**WRITTEN EXERCISE**
Render all of the material below as a two-column Markdown table headed Row and Line. Put each line in its own numbered row and leave out blank lines.

[Annotation dataset entries]

════════════════

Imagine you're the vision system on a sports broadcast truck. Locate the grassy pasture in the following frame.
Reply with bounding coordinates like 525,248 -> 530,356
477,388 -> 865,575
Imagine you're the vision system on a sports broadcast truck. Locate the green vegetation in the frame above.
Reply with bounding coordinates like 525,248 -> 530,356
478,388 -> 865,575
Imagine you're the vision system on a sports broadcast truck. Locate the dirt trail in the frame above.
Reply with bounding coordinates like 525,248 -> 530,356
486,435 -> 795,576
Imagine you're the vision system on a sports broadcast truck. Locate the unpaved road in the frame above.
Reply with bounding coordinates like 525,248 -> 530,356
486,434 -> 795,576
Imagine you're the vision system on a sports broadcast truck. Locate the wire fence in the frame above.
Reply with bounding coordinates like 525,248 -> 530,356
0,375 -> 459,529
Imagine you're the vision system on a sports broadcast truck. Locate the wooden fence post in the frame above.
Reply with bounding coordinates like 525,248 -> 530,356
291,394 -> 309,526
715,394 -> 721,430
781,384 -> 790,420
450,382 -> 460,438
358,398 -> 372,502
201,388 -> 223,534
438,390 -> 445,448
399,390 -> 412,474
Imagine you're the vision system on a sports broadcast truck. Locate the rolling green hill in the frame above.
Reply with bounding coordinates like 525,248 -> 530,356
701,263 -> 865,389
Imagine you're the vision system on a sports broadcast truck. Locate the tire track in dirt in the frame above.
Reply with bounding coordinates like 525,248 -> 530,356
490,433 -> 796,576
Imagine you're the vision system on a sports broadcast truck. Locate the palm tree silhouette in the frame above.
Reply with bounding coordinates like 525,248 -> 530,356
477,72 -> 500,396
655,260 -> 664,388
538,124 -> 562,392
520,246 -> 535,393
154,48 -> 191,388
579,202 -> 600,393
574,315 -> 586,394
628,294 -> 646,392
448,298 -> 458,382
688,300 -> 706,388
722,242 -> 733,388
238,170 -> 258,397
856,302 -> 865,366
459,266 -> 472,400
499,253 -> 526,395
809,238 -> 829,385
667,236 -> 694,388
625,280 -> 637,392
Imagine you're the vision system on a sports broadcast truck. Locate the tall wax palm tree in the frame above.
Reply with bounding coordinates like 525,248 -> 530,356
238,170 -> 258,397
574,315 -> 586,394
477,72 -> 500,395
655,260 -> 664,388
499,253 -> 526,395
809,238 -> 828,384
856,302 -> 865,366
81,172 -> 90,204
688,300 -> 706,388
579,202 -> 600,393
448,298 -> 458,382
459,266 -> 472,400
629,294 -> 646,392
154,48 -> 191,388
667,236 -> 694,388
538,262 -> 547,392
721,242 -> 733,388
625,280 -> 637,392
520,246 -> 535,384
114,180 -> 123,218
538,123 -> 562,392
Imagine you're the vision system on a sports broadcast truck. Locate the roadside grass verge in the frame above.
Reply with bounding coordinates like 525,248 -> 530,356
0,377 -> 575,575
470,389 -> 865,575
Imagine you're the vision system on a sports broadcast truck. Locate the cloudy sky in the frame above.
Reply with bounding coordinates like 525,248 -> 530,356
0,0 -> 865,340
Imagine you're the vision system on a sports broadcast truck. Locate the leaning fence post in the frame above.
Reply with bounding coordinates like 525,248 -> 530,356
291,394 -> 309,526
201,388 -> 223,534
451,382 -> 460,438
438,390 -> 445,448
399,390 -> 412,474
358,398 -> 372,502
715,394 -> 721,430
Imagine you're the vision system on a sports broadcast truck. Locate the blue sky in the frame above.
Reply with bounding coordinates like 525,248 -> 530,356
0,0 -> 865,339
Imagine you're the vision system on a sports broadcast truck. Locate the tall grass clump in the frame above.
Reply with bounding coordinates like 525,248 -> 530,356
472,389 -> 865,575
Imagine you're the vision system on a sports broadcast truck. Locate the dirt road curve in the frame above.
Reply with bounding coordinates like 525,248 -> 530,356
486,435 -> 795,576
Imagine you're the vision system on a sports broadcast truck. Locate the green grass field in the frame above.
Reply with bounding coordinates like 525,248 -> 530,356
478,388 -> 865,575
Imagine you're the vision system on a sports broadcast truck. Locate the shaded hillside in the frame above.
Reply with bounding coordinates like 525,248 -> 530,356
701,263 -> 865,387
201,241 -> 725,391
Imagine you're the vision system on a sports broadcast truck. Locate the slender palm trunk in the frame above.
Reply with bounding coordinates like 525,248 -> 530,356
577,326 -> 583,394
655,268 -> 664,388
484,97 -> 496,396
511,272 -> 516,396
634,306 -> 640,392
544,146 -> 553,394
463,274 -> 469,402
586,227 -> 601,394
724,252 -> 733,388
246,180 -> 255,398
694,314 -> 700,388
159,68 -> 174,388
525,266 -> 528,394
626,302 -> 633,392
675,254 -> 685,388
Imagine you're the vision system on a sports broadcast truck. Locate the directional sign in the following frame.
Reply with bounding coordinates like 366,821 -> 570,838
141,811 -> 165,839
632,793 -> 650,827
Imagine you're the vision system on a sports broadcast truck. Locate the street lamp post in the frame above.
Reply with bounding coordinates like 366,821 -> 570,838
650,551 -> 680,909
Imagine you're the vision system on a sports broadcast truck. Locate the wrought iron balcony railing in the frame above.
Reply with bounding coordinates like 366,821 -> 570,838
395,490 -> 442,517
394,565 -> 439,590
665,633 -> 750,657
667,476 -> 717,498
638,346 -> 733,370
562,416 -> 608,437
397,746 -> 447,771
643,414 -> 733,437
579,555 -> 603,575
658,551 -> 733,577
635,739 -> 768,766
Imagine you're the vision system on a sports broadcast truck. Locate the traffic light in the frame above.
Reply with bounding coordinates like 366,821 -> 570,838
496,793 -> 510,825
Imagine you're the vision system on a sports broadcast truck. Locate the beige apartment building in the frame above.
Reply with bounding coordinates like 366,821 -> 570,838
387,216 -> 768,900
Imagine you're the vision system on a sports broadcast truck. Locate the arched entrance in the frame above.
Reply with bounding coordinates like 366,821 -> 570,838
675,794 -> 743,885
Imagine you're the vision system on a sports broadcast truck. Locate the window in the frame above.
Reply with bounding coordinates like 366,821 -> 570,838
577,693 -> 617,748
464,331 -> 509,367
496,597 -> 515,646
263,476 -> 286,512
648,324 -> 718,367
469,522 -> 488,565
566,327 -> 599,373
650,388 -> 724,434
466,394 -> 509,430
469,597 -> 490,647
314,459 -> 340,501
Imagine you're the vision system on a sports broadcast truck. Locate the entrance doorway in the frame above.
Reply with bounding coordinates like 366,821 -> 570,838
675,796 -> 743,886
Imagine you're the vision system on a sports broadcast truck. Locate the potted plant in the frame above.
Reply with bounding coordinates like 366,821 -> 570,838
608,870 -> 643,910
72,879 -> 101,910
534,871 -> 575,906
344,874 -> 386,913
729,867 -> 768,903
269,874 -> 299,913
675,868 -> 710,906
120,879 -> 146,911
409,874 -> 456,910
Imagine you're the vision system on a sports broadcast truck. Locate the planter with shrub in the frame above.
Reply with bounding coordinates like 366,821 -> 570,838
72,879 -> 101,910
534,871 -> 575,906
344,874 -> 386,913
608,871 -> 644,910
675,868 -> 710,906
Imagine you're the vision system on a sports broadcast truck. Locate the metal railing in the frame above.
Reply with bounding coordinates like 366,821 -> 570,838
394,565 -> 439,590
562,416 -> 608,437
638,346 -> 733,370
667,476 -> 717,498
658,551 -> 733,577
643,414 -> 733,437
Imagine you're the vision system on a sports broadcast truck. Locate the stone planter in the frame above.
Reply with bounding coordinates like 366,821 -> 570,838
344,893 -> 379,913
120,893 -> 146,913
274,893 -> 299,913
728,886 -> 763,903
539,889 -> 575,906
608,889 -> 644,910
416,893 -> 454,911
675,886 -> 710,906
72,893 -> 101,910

════════════════

**FULL ANSWER**
| Row | Line |
|---|---|
| 1 | Imagine you're the vision system on a sports broadcast truck. Locate the grassy pasture in the following frame. |
| 2 | Reply with bounding coordinates like 525,248 -> 530,356 |
| 3 | 477,388 -> 865,575 |
| 4 | Imagine you're the vision system on a sports broadcast truck. Locate the green vegetation in the frame above. |
| 5 | Reply with bounding coordinates like 525,248 -> 530,356 |
| 6 | 478,388 -> 865,575 |
| 7 | Imagine you're the vision system on a sports broadcast truck. Locate the dirt trail in the frame above. |
| 8 | Reply with bounding coordinates like 525,248 -> 530,356 |
| 9 | 486,435 -> 795,576 |
| 10 | Imagine you're the vision system on a sports broadcast truck. Locate the unpaved road in the frame above. |
| 11 | Reply with bounding coordinates like 525,248 -> 530,356 |
| 12 | 486,434 -> 795,576 |
| 13 | Imagine you're the vision system on a sports broadcast truck. Locate the wire fence in the frame above. |
| 14 | Reply with bounding coordinates like 525,248 -> 530,356 |
| 15 | 0,375 -> 459,529 |
| 16 | Imagine you're the vision system on a sports broadcast truck. Locate the wooden fence post in the frame above. |
| 17 | Reply with bounding coordinates like 525,248 -> 530,356 |
| 18 | 291,394 -> 309,526 |
| 19 | 715,394 -> 721,430 |
| 20 | 781,384 -> 790,420 |
| 21 | 450,382 -> 460,438 |
| 22 | 358,398 -> 372,502 |
| 23 | 201,388 -> 223,534 |
| 24 | 438,390 -> 445,448 |
| 25 | 399,390 -> 412,474 |
| 26 | Imagine you're the vision system on a sports broadcast truck. Locate the rolling green hill in the frame above. |
| 27 | Reply with bounding coordinates like 525,248 -> 530,356 |
| 28 | 701,263 -> 865,389 |
| 29 | Imagine you're the vision system on a sports broadcast truck. Locate the tire track in dirt in the frame above. |
| 30 | Reply with bounding coordinates like 525,248 -> 530,356 |
| 31 | 490,433 -> 796,576 |
| 32 | Imagine you're the vision system on a sports broadcast truck. Locate the palm tree silhouette in the frame above. |
| 33 | Reply with bounding coordinates like 525,248 -> 530,356 |
| 34 | 477,72 -> 500,396 |
| 35 | 655,260 -> 664,388 |
| 36 | 538,124 -> 562,392 |
| 37 | 520,246 -> 535,393 |
| 38 | 154,48 -> 191,388 |
| 39 | 579,202 -> 600,393 |
| 40 | 574,315 -> 586,394 |
| 41 | 628,294 -> 646,392 |
| 42 | 448,298 -> 458,382 |
| 43 | 688,300 -> 706,388 |
| 44 | 722,242 -> 733,388 |
| 45 | 238,170 -> 258,397 |
| 46 | 856,302 -> 865,366 |
| 47 | 459,266 -> 472,400 |
| 48 | 499,253 -> 526,395 |
| 49 | 809,238 -> 829,385 |
| 50 | 667,236 -> 694,388 |
| 51 | 625,280 -> 637,392 |
| 52 | Imagine you're the vision system on a sports broadcast truck. Locate the tall wax palm tree in the frame above. |
| 53 | Reply with bounding coordinates like 525,248 -> 530,356 |
| 54 | 238,170 -> 258,397 |
| 55 | 574,315 -> 586,394 |
| 56 | 477,72 -> 500,395 |
| 57 | 655,260 -> 664,388 |
| 58 | 499,253 -> 526,395 |
| 59 | 809,238 -> 828,384 |
| 60 | 856,302 -> 865,366 |
| 61 | 81,172 -> 90,204 |
| 62 | 688,300 -> 706,388 |
| 63 | 579,202 -> 600,393 |
| 64 | 448,298 -> 458,382 |
| 65 | 459,266 -> 472,400 |
| 66 | 629,294 -> 646,392 |
| 67 | 154,48 -> 191,388 |
| 68 | 667,236 -> 694,388 |
| 69 | 538,262 -> 547,392 |
| 70 | 721,242 -> 733,388 |
| 71 | 625,280 -> 637,392 |
| 72 | 520,246 -> 535,384 |
| 73 | 114,180 -> 123,218 |
| 74 | 538,123 -> 562,392 |
| 75 | Imagine you're the vision system on a sports broadcast truck. Locate the roadside grass verge in the frame above. |
| 76 | Reply with bounding coordinates like 525,248 -> 530,356 |
| 77 | 0,377 -> 575,575 |
| 78 | 470,389 -> 865,575 |
| 79 | Imagine you're the vision system on a sports broadcast truck. Locate the cloudy sky in the frame above. |
| 80 | Reply with bounding coordinates like 525,248 -> 530,356 |
| 81 | 0,0 -> 865,340 |
| 82 | Imagine you're the vision system on a sports broadcast truck. Locate the leaning fence post in the frame above. |
| 83 | Reply with bounding coordinates like 525,248 -> 530,356 |
| 84 | 291,394 -> 309,526 |
| 85 | 201,388 -> 223,534 |
| 86 | 451,382 -> 460,438 |
| 87 | 438,390 -> 445,448 |
| 88 | 399,390 -> 412,474 |
| 89 | 358,398 -> 372,502 |
| 90 | 715,394 -> 721,430 |
| 91 | Imagine you're the vision system on a sports broadcast truck. Locate the blue sky in the frame above. |
| 92 | Reply with bounding coordinates like 525,248 -> 530,356 |
| 93 | 0,0 -> 865,339 |
| 94 | Imagine you're the vision system on a sports broadcast truck. Locate the tall grass clump in the frame above. |
| 95 | Reply with bounding coordinates like 525,248 -> 530,356 |
| 96 | 472,389 -> 865,575 |
| 97 | Imagine you're the vision system on a sports broadcast truck. Locate the dirt road curve in the frame above. |
| 98 | Reply with bounding coordinates like 525,248 -> 530,356 |
| 99 | 486,435 -> 795,576 |
| 100 | Imagine you're the vision system on a sports broadcast truck. Locate the green grass field in the frame above. |
| 101 | Reply with bounding coordinates like 525,248 -> 530,356 |
| 102 | 478,388 -> 865,575 |
| 103 | Imagine you're the vision system on a sports broadcast truck. Locate the shaded hillside in the frame above. |
| 104 | Reply with bounding coordinates like 525,248 -> 530,356 |
| 105 | 701,263 -> 865,387 |
| 106 | 201,241 -> 725,391 |
| 107 | Imagine you're the vision system on a sports broadcast truck. Locate the slender palm trunk in the frame above. |
| 108 | Reply with bounding coordinates like 525,248 -> 530,356 |
| 109 | 577,326 -> 583,394 |
| 110 | 655,268 -> 664,388 |
| 111 | 484,97 -> 496,396 |
| 112 | 511,272 -> 516,396 |
| 113 | 634,306 -> 640,392 |
| 114 | 544,146 -> 553,394 |
| 115 | 463,274 -> 469,402 |
| 116 | 586,227 -> 601,394 |
| 117 | 724,252 -> 733,388 |
| 118 | 246,180 -> 255,398 |
| 119 | 694,314 -> 700,388 |
| 120 | 159,68 -> 174,388 |
| 121 | 525,266 -> 528,394 |
| 122 | 626,302 -> 633,392 |
| 123 | 675,254 -> 685,388 |
| 124 | Imagine you're the vision system on a sports broadcast truck. Locate the directional sign in the following frame. |
| 125 | Reply with bounding coordinates like 366,821 -> 570,838 |
| 126 | 141,811 -> 165,839 |
| 127 | 632,793 -> 650,827 |
| 128 | Imagine you're the vision system on a sports broadcast truck. Locate the street lamp post in the frame above. |
| 129 | Reply with bounding coordinates like 366,821 -> 570,838 |
| 130 | 650,551 -> 680,909 |
| 131 | Imagine you're the vision system on a sports broadcast truck. Locate the wrought iron balcony railing in the frame above. |
| 132 | Reply with bounding coordinates like 366,821 -> 570,838 |
| 133 | 395,490 -> 442,517 |
| 134 | 394,565 -> 439,590 |
| 135 | 665,633 -> 750,657 |
| 136 | 667,476 -> 717,498 |
| 137 | 638,346 -> 733,370 |
| 138 | 562,416 -> 608,437 |
| 139 | 397,746 -> 447,771 |
| 140 | 643,414 -> 733,437 |
| 141 | 579,555 -> 603,575 |
| 142 | 658,551 -> 733,577 |
| 143 | 635,739 -> 768,766 |
| 144 | Imagine you're the vision system on a sports broadcast truck. Locate the traffic light in the frame above. |
| 145 | Reply with bounding coordinates like 366,821 -> 570,838 |
| 146 | 496,793 -> 510,825 |
| 147 | Imagine you're the vision system on a sports broadcast truck. Locate the beige apartment building in the frame above. |
| 148 | Reply with bounding coordinates like 366,821 -> 570,838 |
| 149 | 387,216 -> 768,900 |
| 150 | Imagine you're the vision system on a sports broadcast truck. Locate the arched entrance in the frame above. |
| 151 | Reply with bounding coordinates like 366,821 -> 570,838 |
| 152 | 675,794 -> 743,885 |
| 153 | Imagine you're the vision system on a sports broadcast truck. Locate the window in the frame above. |
| 154 | Reply with bounding coordinates like 366,821 -> 570,838 |
| 155 | 577,693 -> 617,748 |
| 156 | 464,331 -> 509,367 |
| 157 | 496,597 -> 515,646 |
| 158 | 263,476 -> 286,512 |
| 159 | 648,324 -> 718,367 |
| 160 | 469,522 -> 488,565 |
| 161 | 566,327 -> 599,373 |
| 162 | 650,388 -> 724,434 |
| 163 | 466,394 -> 509,430 |
| 164 | 469,597 -> 490,647 |
| 165 | 314,459 -> 340,501 |
| 166 | Imagine you're the vision system on a sports broadcast truck. Locate the entrance doorway in the frame above. |
| 167 | Reply with bounding coordinates like 366,821 -> 570,838 |
| 168 | 675,796 -> 743,886 |
| 169 | Imagine you're the vision system on a sports broadcast truck. Locate the potted plant in the frame above. |
| 170 | Reply with bounding coordinates like 366,821 -> 570,838 |
| 171 | 608,870 -> 643,910 |
| 172 | 72,879 -> 101,910 |
| 173 | 534,871 -> 575,906 |
| 174 | 344,874 -> 386,913 |
| 175 | 729,867 -> 768,903 |
| 176 | 269,874 -> 299,913 |
| 177 | 675,868 -> 710,906 |
| 178 | 120,879 -> 146,911 |
| 179 | 409,874 -> 456,910 |
| 180 | Imagine you're the vision system on a sports broadcast truck. Locate the planter with shrub in the frame above. |
| 181 | Reply with bounding coordinates like 366,821 -> 570,838 |
| 182 | 72,879 -> 101,910 |
| 183 | 534,871 -> 575,906 |
| 184 | 344,874 -> 386,913 |
| 185 | 608,871 -> 644,910 |
| 186 | 675,868 -> 710,906 |
| 187 | Imagine you're the vision system on a sports broadcast truck. Locate the metal railing in the frame above. |
| 188 | Reply with bounding coordinates like 366,821 -> 570,838 |
| 189 | 394,565 -> 439,590 |
| 190 | 562,416 -> 608,437 |
| 191 | 638,346 -> 733,370 |
| 192 | 667,476 -> 717,498 |
| 193 | 658,551 -> 733,577 |
| 194 | 643,414 -> 733,437 |
| 195 | Imagine you're the vision system on a sports broadcast truck. Locate the stone planter in the frame above. |
| 196 | Reply with bounding coordinates like 366,821 -> 570,838 |
| 197 | 344,893 -> 379,913 |
| 198 | 120,893 -> 146,913 |
| 199 | 274,893 -> 299,913 |
| 200 | 728,886 -> 763,903 |
| 201 | 539,889 -> 575,906 |
| 202 | 608,889 -> 644,910 |
| 203 | 416,893 -> 454,911 |
| 204 | 675,886 -> 710,906 |
| 205 | 72,893 -> 101,910 |